What you have to do = In the records below, rewrite the lines from the one containing "Locate every parking" through the one containing "[191,141,257,172]", replacing "rear" with "back" and leaving everything else unchanged.

[Extracted data entries]

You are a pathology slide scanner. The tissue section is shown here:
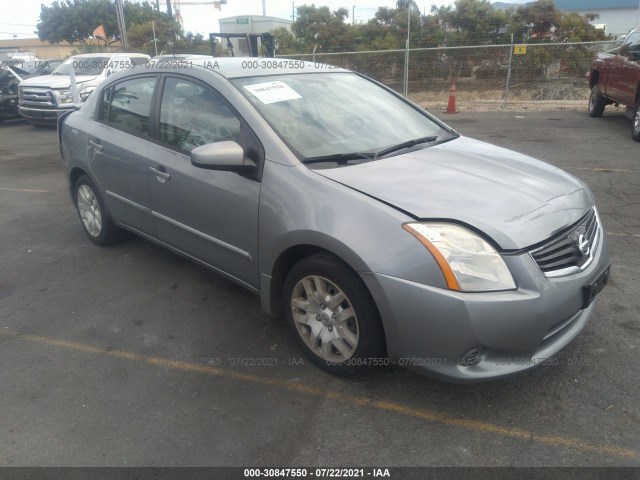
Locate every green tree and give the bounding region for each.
[291,4,353,52]
[37,0,168,46]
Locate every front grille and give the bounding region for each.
[529,208,600,277]
[20,87,56,107]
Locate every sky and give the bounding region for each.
[0,0,526,39]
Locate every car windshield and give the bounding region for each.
[51,57,109,75]
[232,72,456,161]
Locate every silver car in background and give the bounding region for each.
[58,58,609,382]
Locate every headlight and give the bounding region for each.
[402,223,516,292]
[57,90,73,105]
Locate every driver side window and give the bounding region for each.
[160,78,240,152]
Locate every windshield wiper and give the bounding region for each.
[375,135,438,158]
[302,152,376,164]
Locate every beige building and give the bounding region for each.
[0,38,120,60]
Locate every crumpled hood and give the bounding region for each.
[20,75,98,89]
[315,137,594,250]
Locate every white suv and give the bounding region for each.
[18,53,150,125]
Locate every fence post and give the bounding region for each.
[504,33,514,108]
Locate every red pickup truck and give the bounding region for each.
[588,29,640,142]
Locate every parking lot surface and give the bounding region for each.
[0,112,640,467]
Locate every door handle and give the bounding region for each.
[149,165,171,183]
[89,140,104,152]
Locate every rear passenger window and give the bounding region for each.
[102,77,156,135]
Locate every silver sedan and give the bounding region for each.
[58,58,609,382]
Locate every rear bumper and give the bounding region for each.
[362,229,609,383]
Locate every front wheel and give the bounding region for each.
[631,100,640,142]
[74,175,124,245]
[589,83,607,117]
[283,253,386,376]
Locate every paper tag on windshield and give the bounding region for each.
[244,82,302,104]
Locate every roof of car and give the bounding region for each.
[73,52,149,58]
[146,55,349,78]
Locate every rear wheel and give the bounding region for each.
[589,83,607,117]
[283,253,386,376]
[74,175,124,245]
[631,100,640,142]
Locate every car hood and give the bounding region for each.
[20,75,98,89]
[315,137,593,250]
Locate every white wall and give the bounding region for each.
[578,8,640,36]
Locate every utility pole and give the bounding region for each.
[404,2,411,98]
[116,0,129,51]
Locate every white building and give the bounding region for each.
[219,15,293,56]
[555,0,640,37]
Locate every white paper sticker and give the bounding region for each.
[244,82,302,104]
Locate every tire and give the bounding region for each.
[73,175,124,245]
[589,83,607,117]
[283,253,387,376]
[631,100,640,142]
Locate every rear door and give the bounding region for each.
[148,75,264,290]
[88,75,158,236]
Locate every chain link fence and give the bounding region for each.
[286,41,620,108]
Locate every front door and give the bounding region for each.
[88,75,157,236]
[148,77,260,289]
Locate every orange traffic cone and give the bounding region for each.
[445,80,458,113]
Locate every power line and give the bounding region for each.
[0,22,37,27]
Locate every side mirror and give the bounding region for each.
[191,141,257,172]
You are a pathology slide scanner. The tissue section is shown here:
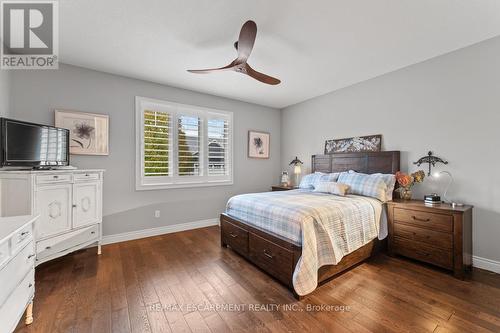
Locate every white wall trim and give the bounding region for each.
[102,218,219,245]
[472,256,500,274]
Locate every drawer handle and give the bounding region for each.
[416,251,431,257]
[412,216,431,222]
[264,250,274,259]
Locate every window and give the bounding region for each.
[136,97,233,190]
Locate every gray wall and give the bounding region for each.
[281,38,500,261]
[0,70,11,116]
[11,65,280,235]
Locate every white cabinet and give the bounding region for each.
[35,184,73,239]
[0,216,37,333]
[0,170,103,265]
[73,182,101,228]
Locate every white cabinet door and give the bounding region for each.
[35,184,72,239]
[73,182,101,228]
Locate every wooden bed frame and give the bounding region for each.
[220,151,400,299]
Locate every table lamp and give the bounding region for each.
[290,156,304,187]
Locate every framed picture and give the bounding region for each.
[248,131,271,158]
[325,134,382,154]
[55,110,109,155]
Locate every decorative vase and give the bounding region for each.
[399,187,411,200]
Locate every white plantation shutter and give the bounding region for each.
[143,110,172,177]
[136,97,233,190]
[177,115,202,176]
[207,117,231,176]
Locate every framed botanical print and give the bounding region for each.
[325,134,382,154]
[55,110,109,155]
[248,131,271,158]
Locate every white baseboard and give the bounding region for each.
[472,256,500,274]
[102,218,219,245]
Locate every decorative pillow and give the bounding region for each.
[314,182,349,196]
[373,173,396,201]
[349,170,396,201]
[299,172,324,190]
[317,172,340,182]
[338,172,387,202]
[299,171,340,189]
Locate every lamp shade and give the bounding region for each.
[293,164,302,174]
[290,156,304,166]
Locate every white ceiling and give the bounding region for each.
[59,0,500,108]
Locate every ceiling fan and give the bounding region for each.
[188,21,281,85]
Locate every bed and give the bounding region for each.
[220,151,400,299]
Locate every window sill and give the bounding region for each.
[135,180,233,191]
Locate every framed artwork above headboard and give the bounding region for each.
[311,151,400,174]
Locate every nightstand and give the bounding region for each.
[271,185,296,192]
[387,200,472,279]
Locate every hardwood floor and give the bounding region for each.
[13,227,500,332]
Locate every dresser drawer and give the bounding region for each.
[73,172,100,181]
[394,208,453,232]
[221,221,248,256]
[0,239,10,269]
[0,268,35,332]
[393,237,453,269]
[36,224,99,260]
[0,242,35,305]
[36,174,72,184]
[248,233,293,285]
[11,224,33,254]
[394,222,453,249]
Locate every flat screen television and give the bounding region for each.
[0,118,69,169]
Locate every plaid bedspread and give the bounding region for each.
[226,190,387,295]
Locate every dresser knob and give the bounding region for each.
[264,250,274,259]
[411,216,431,222]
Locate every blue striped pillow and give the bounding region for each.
[299,173,322,190]
[299,172,340,189]
[338,172,387,202]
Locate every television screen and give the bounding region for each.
[1,118,69,167]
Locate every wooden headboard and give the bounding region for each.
[311,151,399,174]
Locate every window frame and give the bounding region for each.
[135,96,234,191]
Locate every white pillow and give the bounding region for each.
[339,172,388,202]
[314,182,349,196]
[349,170,396,201]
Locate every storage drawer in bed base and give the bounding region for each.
[220,214,385,299]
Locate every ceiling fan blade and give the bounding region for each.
[245,64,281,85]
[235,21,257,63]
[187,61,235,74]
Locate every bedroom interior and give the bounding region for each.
[0,0,500,333]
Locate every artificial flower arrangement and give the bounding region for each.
[396,170,425,200]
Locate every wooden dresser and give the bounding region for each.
[0,216,38,333]
[387,200,472,279]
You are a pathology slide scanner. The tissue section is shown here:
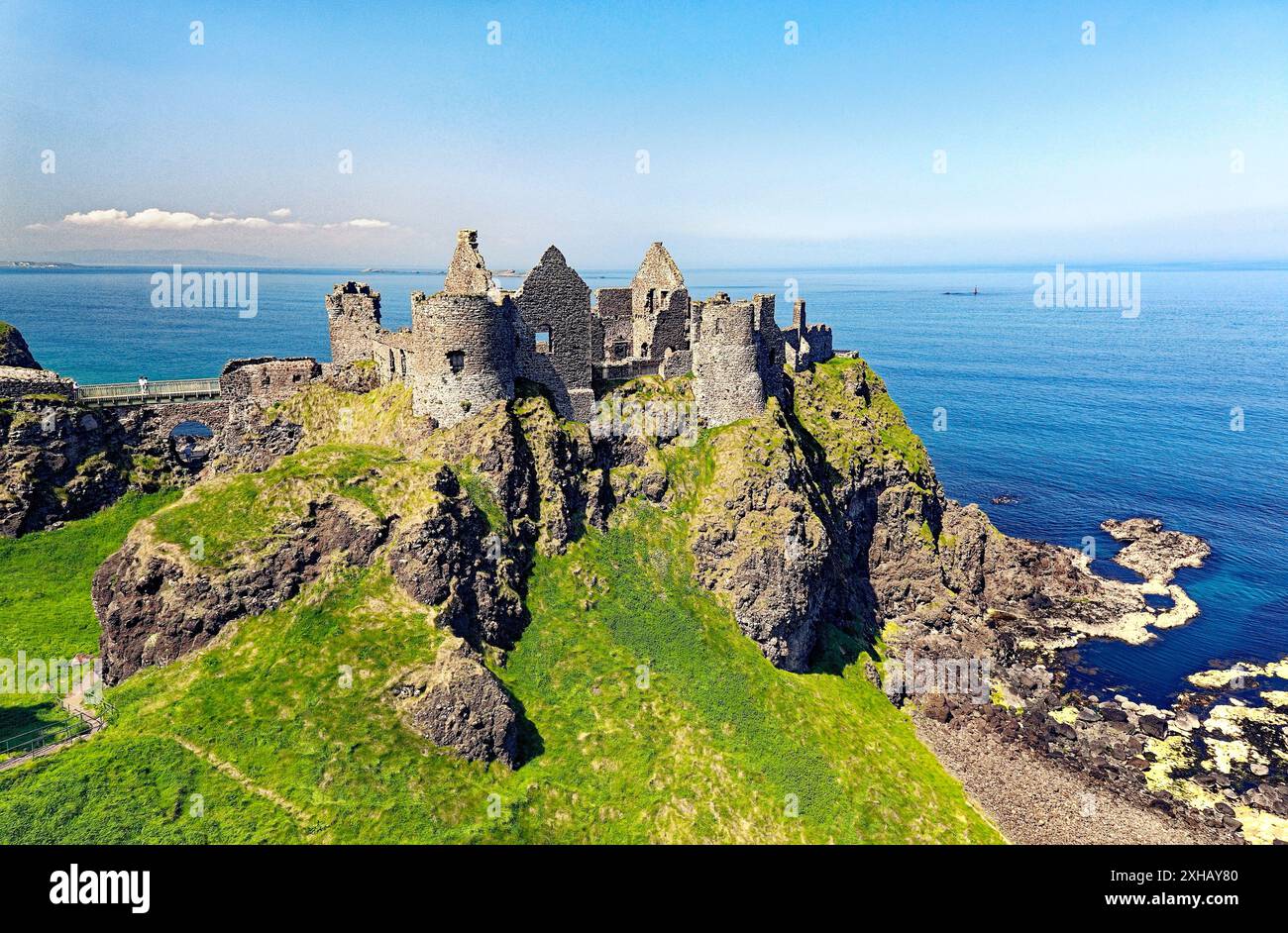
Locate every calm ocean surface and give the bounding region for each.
[0,269,1288,702]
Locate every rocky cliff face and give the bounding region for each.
[85,357,1288,831]
[93,493,387,686]
[0,397,189,538]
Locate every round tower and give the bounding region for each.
[408,292,515,427]
[693,292,765,427]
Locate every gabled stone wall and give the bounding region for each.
[326,231,832,425]
[514,246,595,421]
[219,357,322,405]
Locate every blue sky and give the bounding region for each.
[0,0,1288,267]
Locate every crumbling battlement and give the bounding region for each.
[219,357,322,407]
[326,282,380,365]
[326,231,832,426]
[783,298,832,372]
[693,292,768,426]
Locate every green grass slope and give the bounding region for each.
[0,491,177,740]
[0,375,1000,843]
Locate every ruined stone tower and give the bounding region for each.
[326,282,380,365]
[408,231,515,426]
[693,292,767,427]
[326,231,832,426]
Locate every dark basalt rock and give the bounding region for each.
[0,321,42,369]
[387,467,527,649]
[390,638,519,769]
[93,498,386,686]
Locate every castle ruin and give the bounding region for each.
[326,231,832,426]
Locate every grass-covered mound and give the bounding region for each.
[0,370,999,843]
[0,491,177,740]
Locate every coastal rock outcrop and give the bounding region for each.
[389,638,519,769]
[0,321,42,369]
[387,466,527,649]
[93,498,387,686]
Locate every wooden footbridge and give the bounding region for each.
[76,378,219,408]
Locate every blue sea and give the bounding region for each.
[0,267,1288,702]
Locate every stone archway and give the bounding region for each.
[117,401,228,472]
[170,418,215,471]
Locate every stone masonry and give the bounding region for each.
[326,231,832,426]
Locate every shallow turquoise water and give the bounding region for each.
[0,269,1288,701]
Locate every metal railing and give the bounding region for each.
[0,700,116,767]
[76,378,219,405]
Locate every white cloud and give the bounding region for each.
[50,207,393,232]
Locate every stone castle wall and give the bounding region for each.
[326,282,380,365]
[514,246,595,421]
[693,293,767,427]
[326,231,832,425]
[219,357,322,405]
[408,292,516,426]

Exercise solution =
Locate every parking lot surface and give the bounding region for each.
[0,112,640,467]
Locate every door handle and give the bounding region for each.
[149,165,171,183]
[89,140,104,152]
Locate every back passenger window and give the bounding region for each.
[102,77,156,135]
Locate every silver sedan and give the bounding region for each.
[58,58,609,382]
Locate every back bumper and give the bounding region for each.
[362,229,609,383]
Locate every front wheel and give the bounding region for each.
[631,100,640,142]
[74,175,124,245]
[589,83,607,117]
[283,253,386,376]
Locate every paper tag on windshield and give the bounding region for each.
[244,82,302,104]
Locate every roof of car and give the bounding region for each.
[73,52,149,58]
[146,55,349,78]
Locate every back wheel and give the bounding region for each.
[589,83,607,117]
[283,253,386,376]
[74,175,124,245]
[631,100,640,142]
Locate every car hood and give the bounding region for each.
[20,75,98,89]
[315,137,593,250]
Locate every white wall and give the bounding region for each.
[578,8,640,36]
Locate every utility pole and give the bounding region for each.
[404,2,411,98]
[116,0,129,51]
Locate every white building and give the bounding region for each.
[219,15,293,56]
[555,0,640,37]
Locate every white paper sticker and give the bounding region for each.
[244,82,302,104]
Locate every tire and give the bounding region for each.
[73,175,124,245]
[589,83,607,117]
[283,253,387,376]
[631,100,640,142]
Locate every back door and give the bounding region for each.
[148,75,264,290]
[88,75,158,236]
Locate every chain link fence and give the bounding region for each.
[286,41,620,108]
Locate every front door and give the bounding region for each.
[88,75,157,236]
[148,77,260,289]
Locate every orange traffic cone and give the bounding region for each.
[445,80,458,113]
Locate every power line and give the bounding region for each.
[0,22,37,27]
Locate every side mirror and give the bounding region for each.
[191,141,257,172]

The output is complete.